--- start of SUPPLIED RECORDS ---
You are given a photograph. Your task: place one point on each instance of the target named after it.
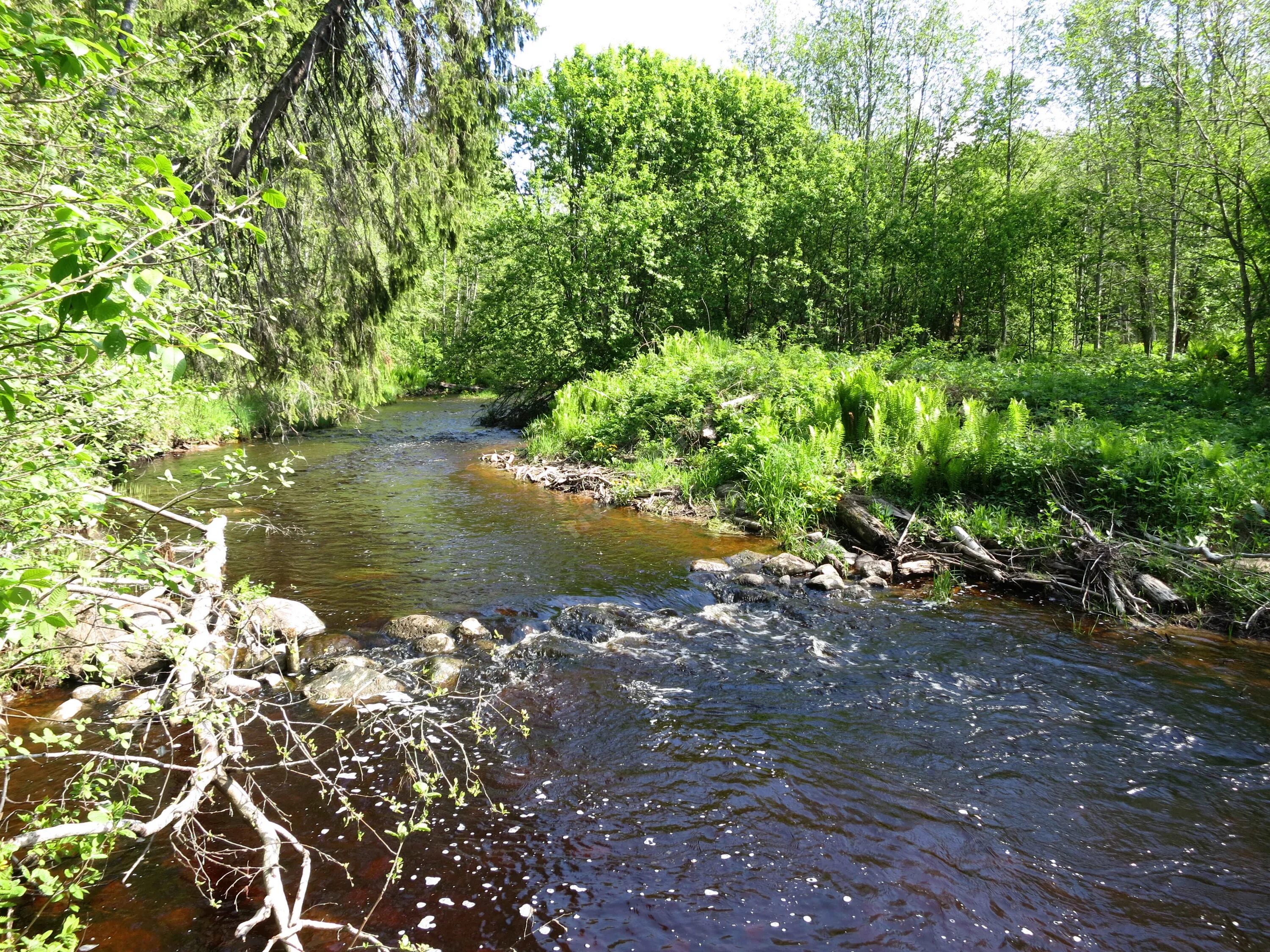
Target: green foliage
(994, 471)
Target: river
(806, 775)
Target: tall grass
(825, 423)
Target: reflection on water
(806, 775)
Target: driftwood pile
(594, 482)
(1098, 574)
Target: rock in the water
(473, 629)
(831, 570)
(324, 647)
(602, 621)
(827, 583)
(348, 685)
(139, 706)
(68, 711)
(1253, 565)
(916, 568)
(867, 567)
(710, 565)
(110, 650)
(239, 687)
(789, 564)
(282, 616)
(417, 626)
(444, 673)
(555, 645)
(435, 645)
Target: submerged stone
(445, 672)
(324, 647)
(68, 711)
(286, 617)
(789, 564)
(417, 626)
(350, 685)
(435, 645)
(710, 565)
(473, 629)
(746, 559)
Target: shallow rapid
(802, 773)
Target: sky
(704, 30)
(698, 28)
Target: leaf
(66, 267)
(174, 362)
(235, 349)
(148, 281)
(115, 343)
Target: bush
(986, 443)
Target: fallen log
(867, 528)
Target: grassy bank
(1140, 446)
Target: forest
(1018, 283)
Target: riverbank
(1000, 470)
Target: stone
(1159, 593)
(98, 649)
(239, 687)
(831, 570)
(435, 645)
(916, 568)
(348, 685)
(139, 706)
(281, 616)
(473, 629)
(361, 662)
(555, 645)
(323, 647)
(710, 565)
(789, 564)
(417, 626)
(444, 673)
(1253, 565)
(827, 583)
(68, 711)
(868, 565)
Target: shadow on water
(799, 773)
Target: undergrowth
(992, 445)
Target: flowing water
(804, 773)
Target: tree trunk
(322, 40)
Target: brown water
(802, 773)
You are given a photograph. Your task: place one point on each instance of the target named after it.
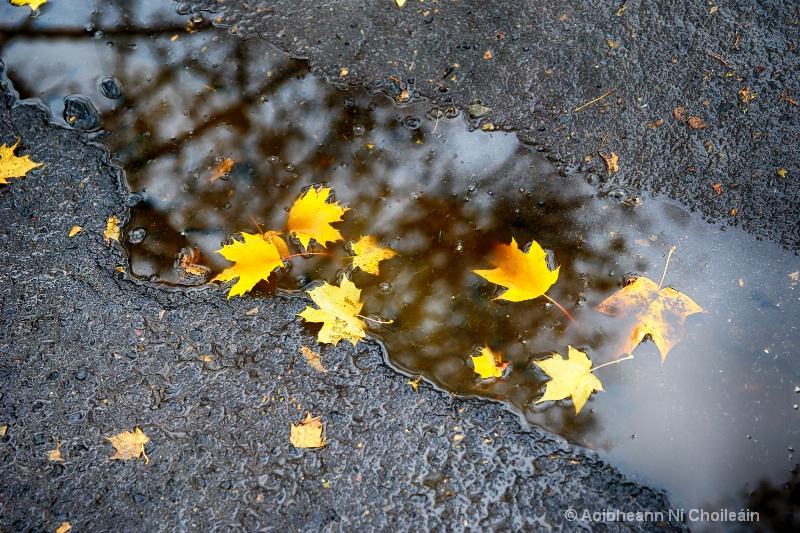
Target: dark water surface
(177, 97)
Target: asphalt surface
(87, 352)
(733, 65)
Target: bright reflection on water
(718, 417)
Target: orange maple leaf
(311, 217)
(659, 313)
(12, 166)
(525, 275)
(255, 259)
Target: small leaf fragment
(368, 254)
(312, 358)
(12, 166)
(488, 364)
(338, 311)
(112, 229)
(129, 445)
(658, 313)
(33, 4)
(612, 162)
(55, 455)
(311, 217)
(222, 169)
(255, 260)
(570, 377)
(525, 275)
(308, 433)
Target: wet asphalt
(86, 352)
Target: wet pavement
(172, 105)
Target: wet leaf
(612, 162)
(658, 313)
(112, 229)
(368, 254)
(571, 377)
(222, 169)
(55, 455)
(129, 445)
(311, 217)
(33, 4)
(312, 358)
(338, 312)
(525, 276)
(255, 260)
(12, 166)
(488, 364)
(308, 433)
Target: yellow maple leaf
(658, 313)
(255, 260)
(488, 364)
(367, 254)
(33, 4)
(338, 312)
(112, 229)
(308, 433)
(570, 377)
(311, 217)
(525, 275)
(12, 166)
(129, 445)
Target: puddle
(716, 419)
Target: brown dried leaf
(129, 445)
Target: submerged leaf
(368, 254)
(12, 166)
(308, 433)
(311, 217)
(255, 259)
(129, 445)
(525, 275)
(658, 313)
(33, 4)
(488, 364)
(570, 377)
(112, 229)
(338, 311)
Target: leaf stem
(562, 309)
(665, 268)
(630, 356)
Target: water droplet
(412, 122)
(80, 113)
(137, 236)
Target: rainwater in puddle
(715, 425)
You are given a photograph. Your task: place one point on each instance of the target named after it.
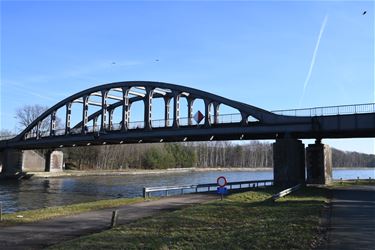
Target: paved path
(352, 223)
(42, 234)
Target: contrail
(313, 59)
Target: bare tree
(28, 113)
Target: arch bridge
(144, 111)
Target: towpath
(352, 224)
(41, 234)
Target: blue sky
(257, 52)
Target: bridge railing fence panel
(330, 110)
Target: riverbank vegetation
(241, 221)
(58, 211)
(193, 154)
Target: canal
(40, 192)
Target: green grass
(241, 221)
(52, 212)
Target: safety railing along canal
(173, 190)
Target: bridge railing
(167, 190)
(329, 110)
(7, 137)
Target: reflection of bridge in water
(104, 116)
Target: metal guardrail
(205, 187)
(285, 192)
(329, 110)
(7, 137)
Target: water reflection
(38, 193)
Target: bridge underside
(111, 123)
(202, 133)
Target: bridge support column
(11, 162)
(54, 161)
(288, 162)
(319, 163)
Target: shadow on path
(352, 224)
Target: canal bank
(82, 173)
(241, 220)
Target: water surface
(39, 192)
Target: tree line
(254, 154)
(195, 154)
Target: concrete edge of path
(42, 234)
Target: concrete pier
(14, 161)
(319, 163)
(288, 162)
(11, 161)
(54, 161)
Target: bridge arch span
(119, 97)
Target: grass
(58, 211)
(241, 221)
(346, 183)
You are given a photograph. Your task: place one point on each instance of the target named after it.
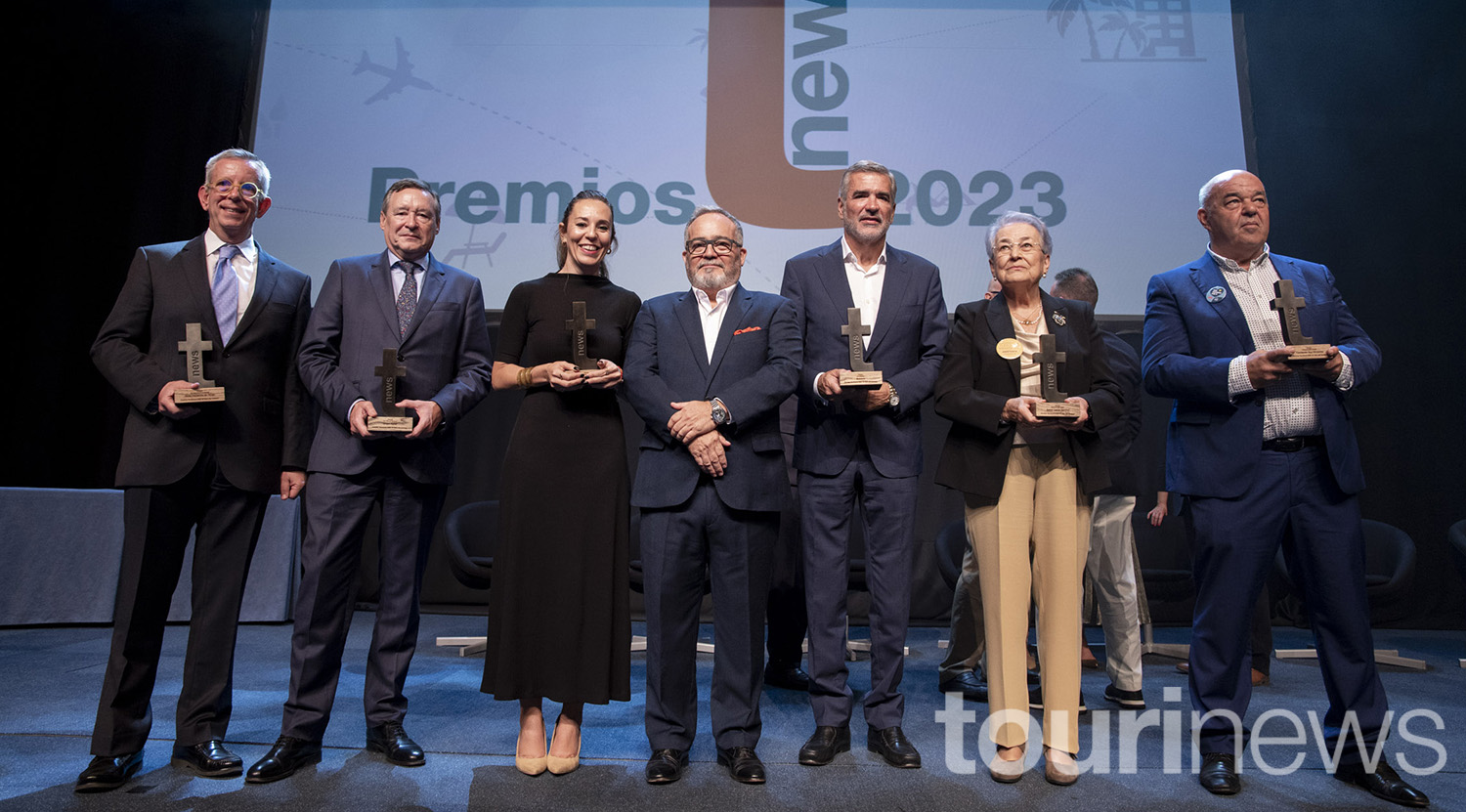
--- end of SUPPLIED RECORDS ---
§ **TASK REQUIREMENTS**: Report how many lines in the material above contain the string "puddle", giving only the number.

§ **ANSWER FOR THIS EXERCISE**: 2